====== DATA EXTRACT

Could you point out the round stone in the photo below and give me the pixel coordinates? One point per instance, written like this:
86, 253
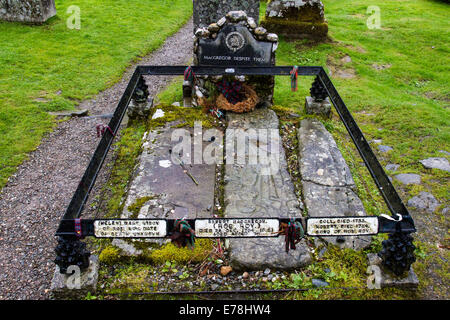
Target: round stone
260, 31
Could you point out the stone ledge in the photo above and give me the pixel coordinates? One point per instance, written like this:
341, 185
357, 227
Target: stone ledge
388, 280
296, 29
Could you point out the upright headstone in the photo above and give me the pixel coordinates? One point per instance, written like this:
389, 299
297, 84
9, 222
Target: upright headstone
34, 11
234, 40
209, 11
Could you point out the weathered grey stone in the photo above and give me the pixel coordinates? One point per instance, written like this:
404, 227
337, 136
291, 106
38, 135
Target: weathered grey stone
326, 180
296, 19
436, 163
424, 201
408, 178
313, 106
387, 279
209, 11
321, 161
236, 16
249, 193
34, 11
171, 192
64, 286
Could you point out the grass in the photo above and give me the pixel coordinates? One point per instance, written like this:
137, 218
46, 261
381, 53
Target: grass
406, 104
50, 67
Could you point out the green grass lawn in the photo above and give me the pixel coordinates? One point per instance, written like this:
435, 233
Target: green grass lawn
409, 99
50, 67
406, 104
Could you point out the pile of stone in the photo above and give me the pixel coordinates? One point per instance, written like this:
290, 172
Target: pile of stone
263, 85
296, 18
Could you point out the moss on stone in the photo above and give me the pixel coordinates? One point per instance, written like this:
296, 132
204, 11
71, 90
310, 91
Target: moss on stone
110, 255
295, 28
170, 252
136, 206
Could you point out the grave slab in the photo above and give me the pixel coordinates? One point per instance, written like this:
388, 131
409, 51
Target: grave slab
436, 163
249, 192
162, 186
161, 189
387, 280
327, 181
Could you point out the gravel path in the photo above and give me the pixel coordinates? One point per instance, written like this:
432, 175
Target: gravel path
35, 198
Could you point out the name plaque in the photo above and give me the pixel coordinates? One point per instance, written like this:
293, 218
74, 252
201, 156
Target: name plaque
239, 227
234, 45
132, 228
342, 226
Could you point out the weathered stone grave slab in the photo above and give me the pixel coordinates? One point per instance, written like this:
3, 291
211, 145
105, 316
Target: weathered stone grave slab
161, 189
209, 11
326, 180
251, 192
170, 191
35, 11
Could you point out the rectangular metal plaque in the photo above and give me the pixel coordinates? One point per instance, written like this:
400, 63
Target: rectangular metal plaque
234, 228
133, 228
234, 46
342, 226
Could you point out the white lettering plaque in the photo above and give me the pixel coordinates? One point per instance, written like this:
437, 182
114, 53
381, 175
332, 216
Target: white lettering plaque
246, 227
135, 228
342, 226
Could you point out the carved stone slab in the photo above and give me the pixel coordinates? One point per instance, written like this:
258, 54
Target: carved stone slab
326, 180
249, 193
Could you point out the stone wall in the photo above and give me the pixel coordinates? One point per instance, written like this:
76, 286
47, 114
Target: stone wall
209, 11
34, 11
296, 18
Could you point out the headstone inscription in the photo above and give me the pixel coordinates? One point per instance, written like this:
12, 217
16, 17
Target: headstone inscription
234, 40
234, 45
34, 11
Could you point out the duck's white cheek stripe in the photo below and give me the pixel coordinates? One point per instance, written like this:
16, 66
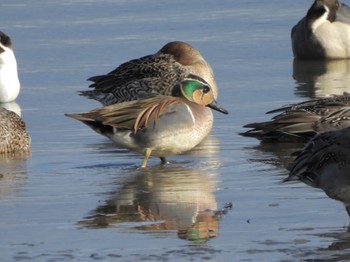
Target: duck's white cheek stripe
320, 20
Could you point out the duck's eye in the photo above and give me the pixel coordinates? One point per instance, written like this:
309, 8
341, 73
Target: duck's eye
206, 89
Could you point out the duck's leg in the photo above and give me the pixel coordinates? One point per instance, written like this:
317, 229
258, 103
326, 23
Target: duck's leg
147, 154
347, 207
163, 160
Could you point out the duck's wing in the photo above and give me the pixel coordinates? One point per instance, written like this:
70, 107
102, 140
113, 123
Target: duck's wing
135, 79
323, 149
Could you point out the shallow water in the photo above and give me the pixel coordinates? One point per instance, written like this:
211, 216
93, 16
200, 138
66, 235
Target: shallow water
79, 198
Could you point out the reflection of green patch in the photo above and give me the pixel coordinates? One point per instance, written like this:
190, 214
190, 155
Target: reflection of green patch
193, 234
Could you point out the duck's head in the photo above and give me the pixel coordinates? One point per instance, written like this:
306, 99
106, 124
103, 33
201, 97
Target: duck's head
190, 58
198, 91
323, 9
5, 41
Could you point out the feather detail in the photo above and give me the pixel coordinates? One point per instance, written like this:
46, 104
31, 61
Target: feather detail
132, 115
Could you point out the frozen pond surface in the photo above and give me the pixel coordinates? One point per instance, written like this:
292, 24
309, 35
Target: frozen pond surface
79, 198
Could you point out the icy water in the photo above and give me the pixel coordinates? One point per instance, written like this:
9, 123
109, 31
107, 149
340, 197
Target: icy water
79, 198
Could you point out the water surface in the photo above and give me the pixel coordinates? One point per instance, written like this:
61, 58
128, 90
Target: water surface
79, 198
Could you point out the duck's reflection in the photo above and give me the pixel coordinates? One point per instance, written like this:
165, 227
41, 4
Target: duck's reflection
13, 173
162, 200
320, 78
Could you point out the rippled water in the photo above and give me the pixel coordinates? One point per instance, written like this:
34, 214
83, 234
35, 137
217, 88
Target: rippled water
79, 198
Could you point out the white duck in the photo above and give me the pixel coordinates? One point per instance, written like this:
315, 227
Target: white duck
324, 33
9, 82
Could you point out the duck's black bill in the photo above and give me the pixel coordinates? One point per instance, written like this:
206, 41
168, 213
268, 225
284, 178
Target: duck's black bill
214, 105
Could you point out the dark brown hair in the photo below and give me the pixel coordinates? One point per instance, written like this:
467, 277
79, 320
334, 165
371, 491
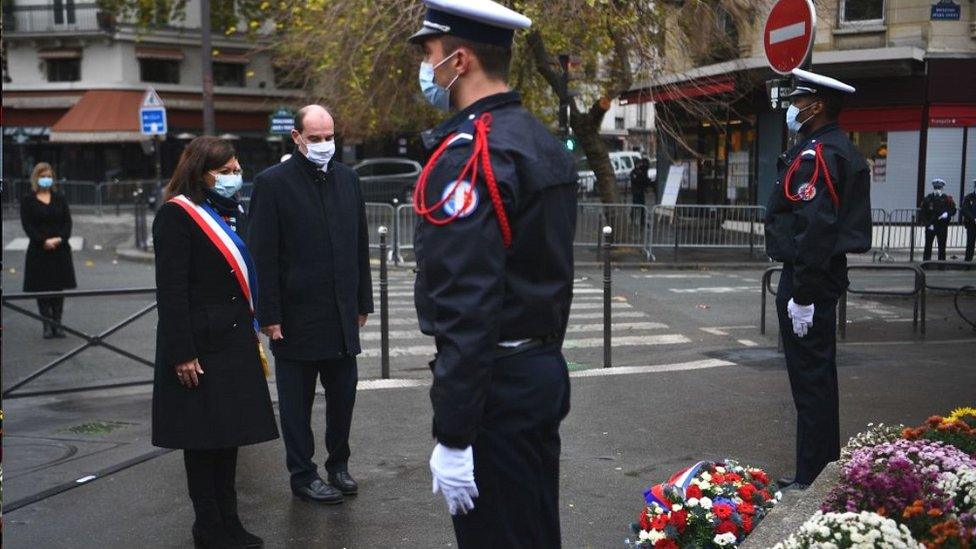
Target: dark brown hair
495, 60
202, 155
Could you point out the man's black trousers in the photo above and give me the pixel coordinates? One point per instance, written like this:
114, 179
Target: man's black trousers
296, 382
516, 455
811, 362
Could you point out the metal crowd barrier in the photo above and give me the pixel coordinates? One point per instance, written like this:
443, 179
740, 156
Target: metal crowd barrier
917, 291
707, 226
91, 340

============

[INSTRUCTION]:
Leave out the pictures and reproduce the rest of the listing exactly.

[SOLUTION]:
Could you point out the round stone in the photo below and give me the pixel coordinates? One point per instance, written like this:
86, 253
Target: round stone
260, 31
Could you point out the stone ledge in the photo above and give me the pixel coordinates? One point per instance, written like this:
341, 185
357, 227
Target: stone ledge
388, 280
296, 29
Could you point out the upright headstone in the photo above and give me the pixel coordinates? One point per instance, written like this:
389, 299
297, 84
9, 222
Target: upright headstone
34, 11
234, 40
209, 11
Could you point out the weathered grey stone in the photo above and give me the pixel coordinates? One point per instance, written like this:
404, 227
337, 136
291, 106
38, 135
Target: weathered grey stone
326, 180
296, 19
436, 163
424, 201
408, 178
313, 106
387, 279
209, 11
321, 161
236, 16
249, 193
34, 11
171, 192
64, 286
Could you point out the grass in the photo above and give me the pixel coordinates? One point per instance, written like this:
137, 218
46, 261
381, 53
Target: grass
406, 104
50, 67
Could you point out the green grass lawn in the photo above and give me the pixel coordinates? One point per instance, written like this:
435, 233
Target: green grass lawn
409, 99
50, 67
406, 104
Could you point out the pile of stone in the photo above and give me the pixel coordinates? One point per instance, written like this:
290, 172
Target: pile of stone
263, 85
296, 18
Could you point out the moss on stone in the photo above and give me the pixel coordinates? One point per instance, written like this:
296, 132
204, 11
71, 90
310, 91
Target: moss on stone
110, 255
295, 28
170, 252
136, 206
Could you point out the grave slab in the photo above and give me the pixel coordinates? One point per instance, written like this:
388, 131
409, 51
Target: grave slab
436, 163
249, 192
162, 186
161, 189
387, 280
327, 181
Could you point out the gravel path in the photo above and give me the pixel coordinates? One point per instance, written like this:
432, 175
Target: gravel path
35, 198
Could you point out the name plaque in the photo above and give me the pixel coordinates? One point per instance, written like this:
293, 218
74, 252
201, 156
Target: name plaque
239, 227
234, 45
132, 228
342, 226
Could you point out the weathered stone grave slab in the photo above and give me the pixel coordinates? One point per instance, written like this:
3, 291
211, 145
105, 316
Target: weathered stone grave slab
161, 189
209, 11
326, 180
251, 192
170, 191
35, 11
Could you point out the rectangular metal plaque in the photo above and give me the pixel coordinates? One point per instance, written like this:
400, 63
Target: rectangular metal plaque
234, 228
133, 228
234, 46
342, 226
Could you point out the white lettering plaque in the photo above and give me the pixel coordinates? One point per instance, written like this:
437, 182
114, 53
381, 175
332, 216
Target: white lettering plaque
246, 227
135, 228
342, 226
Could you point out the carved stone slab in the photo above and give me the pixel coordinates? One point per instance, written like this:
258, 54
Target: carved stone slab
326, 180
249, 193
Could you point out the stone wall in the photo above and give me the pixel coordinates? One point per instance, written like this:
76, 286
47, 114
Target: stone wall
209, 11
34, 11
296, 18
Could you point out the headstone inscription in the photo above and give me the pixel coordinates? One point per instance, written like this:
12, 217
16, 17
Target: headstone inscription
234, 40
234, 45
34, 11
Could you point out the duck's white cheek stripe in the photo below and give me the pixel coordinates? One point per instance, written like this:
16, 66
Target: duck's white cheek stripe
320, 20
Could you point out the duck's eye in the photo above and give me the pixel coordinates? One point per instance, written like this:
309, 8
341, 73
Target: duck's eye
206, 89
Could you point out the duck's leg in the photo above and give me the pixel coordinates? One point per instance, written like this:
317, 229
258, 103
326, 23
Target: duck's leg
147, 154
347, 207
163, 160
Could you point out the duck's wing in the photo above and give me the pixel coordinates? One point per instance, written like this:
70, 107
102, 140
113, 123
Target: duck's wing
135, 79
323, 149
Could you point out the shallow water in the photo above and give me the pixel coordinates? One point per instance, written like this:
211, 216
93, 16
200, 138
66, 235
Target: shallow water
79, 198
Could you point out the reflection of green patch in the photo above and give me the pixel coordinates? One point per instance, written like this:
190, 214
190, 155
Target: reflection of green patch
193, 234
Could you point out the duck's head in the photo above and give me the pixel coordinates? One point per instance, written like this:
306, 99
106, 124
103, 33
201, 97
Target: duck's head
190, 58
198, 91
323, 9
5, 41
Could you point out the feather detail in the photo above and give me the pixel coordinates? One point per instance, written like this:
46, 104
31, 61
Target: feather detail
132, 115
Could you point out the frozen pond surface in the photo above and give me the pixel coordinates? One point per instance, written like this:
292, 24
309, 35
Target: frozen pond surface
79, 198
Could you point out the icy water in the photo above and give me the pixel coordinates? One point per instance, written like this:
9, 123
109, 31
107, 149
340, 197
Target: icy water
79, 198
Could you point out the water surface in the photo above and give me the pixel coordinates? One point per instance, written like this:
61, 58
128, 90
Target: water surface
79, 198
Could you point out the duck's reflection in the photo above and give me the pixel coordinates? One point per instance, written like this:
165, 227
41, 4
Target: duck's reflection
13, 173
162, 200
320, 78
Could you point out the rippled water in the photo above and give me the pixel coordinates? One point per instance, written like this:
34, 214
83, 234
35, 137
217, 88
Target: rippled water
79, 198
Could you point out the white duck in the photo above and give me the pixel coordinates? One point per instance, written like this:
315, 227
Target: white duck
324, 33
9, 82
Could you point out the duck's black bill in the photo above and give me the pixel coordinates? One point per instance, written like this:
206, 41
168, 213
268, 225
284, 178
Target: duck's black bill
214, 105
Could you point out the dark brown hair in the photo below and give me the pixel coordinates? One point per instance, written like this:
467, 277
79, 320
334, 165
371, 491
Target: dark brown hair
495, 60
202, 155
Could you point out the man's black trousers in the photo above and give me the pixel coordinates? One point per instance, written like this:
114, 179
Target: man's black trousers
296, 382
516, 455
811, 362
Could you point out the metal crowd barrier in the photo above and give me the pixel coordinates? One point per instance, written like this:
443, 179
740, 156
Target: metal crowd barrier
917, 291
707, 226
91, 340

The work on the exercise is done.